▶ _TEXT PASSAGE_:
━━━━━━━━━━━━━━━━

Spiced banana almond smoothie

One food that I’ve been incorporating into my diet every day is fresh ginger.  Before I started researching anti-inflammation foods, I’d never used fresh ginger in a smoothie.  I’ve used it countless times in meals as it’s one of my favorite flavors, but never in a smoothie.  Now I’m kind of obsessed.  I think I had this pineapple-ginger smoothie with my lunch for a week straight.  It’s strong, but oh-so-good.

Even if you don’t need the anti-inflammation benefits of fresh ginger (but really, who doesn’t?), it boasts a whole bunch of other health benefits.  Fresh ginger is great for nausea (I drank ginger drinks a lot when pregnant), is said to help keep blood-sugar steady, improves the absorption of essential nutrients, and can increase energy.  I’ve noticed after having a smoothie with fresh ginger for lunch I don’t have my usual dip mid-afternoon energy slump, so it works for me!

This spiced banana almond smoothie is a lovely blend of sweet and spicy.  The fresh ginger adds a little bite, but the almond and banana flavor are still able to shine.  Banana and almond is a classic smoothie combination, but adding fresh ginger and cinnamon take it in a different direction and give it a fresh and fun flavor profile.

━━━━━━━━━━━━━━━━

(Dataset entries)
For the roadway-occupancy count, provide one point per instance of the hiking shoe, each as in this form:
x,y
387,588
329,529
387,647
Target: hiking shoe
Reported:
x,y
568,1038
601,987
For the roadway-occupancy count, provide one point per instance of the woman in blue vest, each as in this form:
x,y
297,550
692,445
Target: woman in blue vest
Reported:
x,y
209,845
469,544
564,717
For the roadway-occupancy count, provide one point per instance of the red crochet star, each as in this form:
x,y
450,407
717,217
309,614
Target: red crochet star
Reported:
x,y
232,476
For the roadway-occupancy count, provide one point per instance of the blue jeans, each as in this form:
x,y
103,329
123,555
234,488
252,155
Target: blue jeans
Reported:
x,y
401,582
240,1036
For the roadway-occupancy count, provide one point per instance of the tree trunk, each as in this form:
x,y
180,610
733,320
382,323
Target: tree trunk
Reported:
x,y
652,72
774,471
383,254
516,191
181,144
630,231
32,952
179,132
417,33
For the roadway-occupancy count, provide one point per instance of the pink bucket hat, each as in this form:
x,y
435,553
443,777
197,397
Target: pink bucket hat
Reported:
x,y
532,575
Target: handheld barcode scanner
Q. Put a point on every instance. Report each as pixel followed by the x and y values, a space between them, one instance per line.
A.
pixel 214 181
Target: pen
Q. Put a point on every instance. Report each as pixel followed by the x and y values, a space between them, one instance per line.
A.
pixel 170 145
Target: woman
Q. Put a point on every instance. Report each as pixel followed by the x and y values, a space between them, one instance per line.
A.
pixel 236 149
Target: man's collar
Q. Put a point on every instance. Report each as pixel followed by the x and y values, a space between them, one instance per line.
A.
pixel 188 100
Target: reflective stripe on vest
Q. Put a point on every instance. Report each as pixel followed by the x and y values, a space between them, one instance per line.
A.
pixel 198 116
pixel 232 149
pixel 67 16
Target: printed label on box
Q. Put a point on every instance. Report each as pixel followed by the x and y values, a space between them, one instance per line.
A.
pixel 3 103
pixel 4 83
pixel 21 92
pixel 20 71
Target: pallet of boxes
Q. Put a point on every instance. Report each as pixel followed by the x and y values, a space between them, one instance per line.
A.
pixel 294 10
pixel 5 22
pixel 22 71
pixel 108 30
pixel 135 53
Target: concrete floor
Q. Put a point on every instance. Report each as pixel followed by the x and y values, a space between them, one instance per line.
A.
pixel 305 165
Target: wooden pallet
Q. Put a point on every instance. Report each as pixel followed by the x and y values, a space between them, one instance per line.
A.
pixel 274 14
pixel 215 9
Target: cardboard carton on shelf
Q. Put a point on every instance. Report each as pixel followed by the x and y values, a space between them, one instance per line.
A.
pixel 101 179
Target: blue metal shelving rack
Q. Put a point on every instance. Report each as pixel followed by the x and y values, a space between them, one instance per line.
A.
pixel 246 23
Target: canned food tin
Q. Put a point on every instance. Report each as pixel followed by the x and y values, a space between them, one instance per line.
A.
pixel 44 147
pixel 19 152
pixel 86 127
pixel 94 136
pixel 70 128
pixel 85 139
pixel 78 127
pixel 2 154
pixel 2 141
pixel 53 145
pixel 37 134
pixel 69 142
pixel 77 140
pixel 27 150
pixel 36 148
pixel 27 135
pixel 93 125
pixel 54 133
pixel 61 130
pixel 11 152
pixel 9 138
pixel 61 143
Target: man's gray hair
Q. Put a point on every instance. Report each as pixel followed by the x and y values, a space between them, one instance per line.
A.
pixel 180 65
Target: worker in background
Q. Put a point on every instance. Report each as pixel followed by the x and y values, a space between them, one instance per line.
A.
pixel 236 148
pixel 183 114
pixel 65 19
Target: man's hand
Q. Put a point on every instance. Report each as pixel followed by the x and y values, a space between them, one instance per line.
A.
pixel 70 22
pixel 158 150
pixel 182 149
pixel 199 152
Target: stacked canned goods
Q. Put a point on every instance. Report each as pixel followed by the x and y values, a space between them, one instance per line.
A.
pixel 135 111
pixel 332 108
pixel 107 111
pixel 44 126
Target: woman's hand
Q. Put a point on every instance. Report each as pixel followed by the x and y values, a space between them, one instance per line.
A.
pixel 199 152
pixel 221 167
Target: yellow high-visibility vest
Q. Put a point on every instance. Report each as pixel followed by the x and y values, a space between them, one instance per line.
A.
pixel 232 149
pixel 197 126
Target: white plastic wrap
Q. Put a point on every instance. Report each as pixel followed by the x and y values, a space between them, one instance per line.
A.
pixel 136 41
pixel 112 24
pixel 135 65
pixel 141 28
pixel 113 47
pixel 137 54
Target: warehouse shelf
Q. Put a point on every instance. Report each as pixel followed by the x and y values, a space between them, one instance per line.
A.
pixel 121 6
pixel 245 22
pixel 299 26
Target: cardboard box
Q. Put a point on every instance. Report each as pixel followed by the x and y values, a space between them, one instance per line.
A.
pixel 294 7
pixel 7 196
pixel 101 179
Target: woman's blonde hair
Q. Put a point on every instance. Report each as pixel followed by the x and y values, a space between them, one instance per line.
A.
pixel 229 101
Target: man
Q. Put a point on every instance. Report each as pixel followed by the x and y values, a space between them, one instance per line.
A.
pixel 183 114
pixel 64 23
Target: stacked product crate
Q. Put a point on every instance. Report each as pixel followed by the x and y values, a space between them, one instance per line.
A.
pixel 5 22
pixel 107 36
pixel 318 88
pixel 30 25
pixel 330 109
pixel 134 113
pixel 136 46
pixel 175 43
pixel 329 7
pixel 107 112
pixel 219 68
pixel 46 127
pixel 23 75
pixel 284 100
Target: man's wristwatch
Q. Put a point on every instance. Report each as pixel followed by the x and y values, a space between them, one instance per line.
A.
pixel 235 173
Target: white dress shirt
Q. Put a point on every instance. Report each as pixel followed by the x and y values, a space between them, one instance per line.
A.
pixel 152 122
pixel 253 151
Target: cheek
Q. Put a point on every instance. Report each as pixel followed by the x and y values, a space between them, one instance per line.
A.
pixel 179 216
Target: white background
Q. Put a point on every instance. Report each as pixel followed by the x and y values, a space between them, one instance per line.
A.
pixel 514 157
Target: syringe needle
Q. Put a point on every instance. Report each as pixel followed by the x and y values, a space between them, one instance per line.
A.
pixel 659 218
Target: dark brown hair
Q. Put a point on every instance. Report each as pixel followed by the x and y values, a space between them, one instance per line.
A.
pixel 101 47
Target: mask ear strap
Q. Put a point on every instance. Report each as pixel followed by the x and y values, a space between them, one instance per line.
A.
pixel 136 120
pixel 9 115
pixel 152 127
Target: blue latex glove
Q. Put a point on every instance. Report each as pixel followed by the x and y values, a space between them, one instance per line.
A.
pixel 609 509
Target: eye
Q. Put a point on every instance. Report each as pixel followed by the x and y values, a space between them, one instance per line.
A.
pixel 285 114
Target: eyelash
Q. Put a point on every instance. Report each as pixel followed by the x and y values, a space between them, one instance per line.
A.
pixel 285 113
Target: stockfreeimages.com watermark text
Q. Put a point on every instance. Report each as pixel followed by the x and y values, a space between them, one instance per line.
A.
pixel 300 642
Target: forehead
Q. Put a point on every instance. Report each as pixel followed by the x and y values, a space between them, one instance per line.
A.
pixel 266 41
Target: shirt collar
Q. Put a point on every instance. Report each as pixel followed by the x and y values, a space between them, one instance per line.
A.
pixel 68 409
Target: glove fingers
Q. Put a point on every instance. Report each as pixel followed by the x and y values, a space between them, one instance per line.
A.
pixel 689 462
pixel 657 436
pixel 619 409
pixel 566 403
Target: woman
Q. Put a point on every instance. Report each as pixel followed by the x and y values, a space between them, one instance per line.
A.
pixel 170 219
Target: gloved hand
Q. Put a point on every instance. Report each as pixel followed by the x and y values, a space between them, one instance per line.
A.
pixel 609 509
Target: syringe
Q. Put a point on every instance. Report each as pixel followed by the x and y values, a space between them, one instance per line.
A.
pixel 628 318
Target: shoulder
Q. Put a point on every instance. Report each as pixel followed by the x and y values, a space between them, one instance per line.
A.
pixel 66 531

━━━━━━━━━━━━━━━━

In the smoothie text, which two ingredients take the classic banana and almond combination in a different direction?

Fresh ginger and cinnamon.